## Records shown
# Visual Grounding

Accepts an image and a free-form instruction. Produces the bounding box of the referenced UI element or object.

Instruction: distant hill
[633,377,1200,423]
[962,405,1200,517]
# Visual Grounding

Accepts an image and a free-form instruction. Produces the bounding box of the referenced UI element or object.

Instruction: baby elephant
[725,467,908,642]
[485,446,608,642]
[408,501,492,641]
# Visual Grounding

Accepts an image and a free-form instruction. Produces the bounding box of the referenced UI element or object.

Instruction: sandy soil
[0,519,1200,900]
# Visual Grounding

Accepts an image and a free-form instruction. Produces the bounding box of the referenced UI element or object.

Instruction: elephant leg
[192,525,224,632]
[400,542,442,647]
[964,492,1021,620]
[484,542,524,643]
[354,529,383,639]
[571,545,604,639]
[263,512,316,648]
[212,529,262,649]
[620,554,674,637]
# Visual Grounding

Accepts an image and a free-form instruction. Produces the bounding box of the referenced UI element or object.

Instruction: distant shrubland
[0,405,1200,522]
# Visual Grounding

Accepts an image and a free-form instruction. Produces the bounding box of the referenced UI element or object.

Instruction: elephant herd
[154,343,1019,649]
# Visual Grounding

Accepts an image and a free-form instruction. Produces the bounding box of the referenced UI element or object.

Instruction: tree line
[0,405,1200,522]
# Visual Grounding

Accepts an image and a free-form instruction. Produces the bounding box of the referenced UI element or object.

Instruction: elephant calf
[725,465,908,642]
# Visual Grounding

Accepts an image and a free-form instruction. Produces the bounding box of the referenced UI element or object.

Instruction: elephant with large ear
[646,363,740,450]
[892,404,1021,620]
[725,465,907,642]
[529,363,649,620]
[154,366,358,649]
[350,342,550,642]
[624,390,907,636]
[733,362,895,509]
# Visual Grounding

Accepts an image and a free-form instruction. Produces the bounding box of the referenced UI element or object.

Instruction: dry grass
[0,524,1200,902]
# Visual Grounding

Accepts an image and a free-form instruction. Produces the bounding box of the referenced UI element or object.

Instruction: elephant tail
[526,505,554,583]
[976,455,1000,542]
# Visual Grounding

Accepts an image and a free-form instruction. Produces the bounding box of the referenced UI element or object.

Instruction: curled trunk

## What this task involves
Report how many lines of the material contain the string "elephant", treating uppercase and lowercase letters as distinct. Give only the number.

## In response
6